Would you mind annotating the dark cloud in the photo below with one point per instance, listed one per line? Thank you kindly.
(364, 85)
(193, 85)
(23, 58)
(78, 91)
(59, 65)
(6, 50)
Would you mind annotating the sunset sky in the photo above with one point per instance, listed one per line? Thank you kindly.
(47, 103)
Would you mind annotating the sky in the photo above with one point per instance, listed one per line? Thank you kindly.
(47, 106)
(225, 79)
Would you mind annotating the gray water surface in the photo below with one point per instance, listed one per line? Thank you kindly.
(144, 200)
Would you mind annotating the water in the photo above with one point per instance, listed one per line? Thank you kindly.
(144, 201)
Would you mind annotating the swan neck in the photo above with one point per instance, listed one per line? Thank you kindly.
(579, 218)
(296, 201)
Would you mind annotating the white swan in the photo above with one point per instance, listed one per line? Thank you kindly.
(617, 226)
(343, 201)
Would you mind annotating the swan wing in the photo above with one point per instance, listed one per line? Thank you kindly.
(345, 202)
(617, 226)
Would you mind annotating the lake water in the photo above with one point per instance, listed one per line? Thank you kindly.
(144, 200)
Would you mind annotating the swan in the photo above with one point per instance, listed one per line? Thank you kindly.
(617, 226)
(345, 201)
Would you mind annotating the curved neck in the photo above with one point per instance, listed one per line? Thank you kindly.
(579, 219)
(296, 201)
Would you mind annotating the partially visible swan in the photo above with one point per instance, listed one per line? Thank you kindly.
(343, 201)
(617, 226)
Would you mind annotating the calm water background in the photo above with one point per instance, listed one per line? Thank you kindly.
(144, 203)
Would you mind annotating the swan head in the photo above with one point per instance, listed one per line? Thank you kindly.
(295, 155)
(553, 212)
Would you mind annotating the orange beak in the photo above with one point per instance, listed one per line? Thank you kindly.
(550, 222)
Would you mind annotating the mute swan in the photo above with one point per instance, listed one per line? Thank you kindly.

DESCRIÇÃO DA TAREFA:
Transcreva na íntegra as linhas da listagem, começando na que contém "Would you mind annotating the orange" e terminando no final da listagem, ambas inclusive. Aumente em 16 cada coordenada das respostas e mantenha as demais linhas inalteradas.

RESOLUÇÃO DO EXERCÍCIO:
Would you mind annotating the orange beak in the photo above with one point per instance, listed one per line? Thank you kindly.
(566, 238)
Would you mind annotating the mute swan in the photo above with one point per instance, listed one per line? Thank you kindly.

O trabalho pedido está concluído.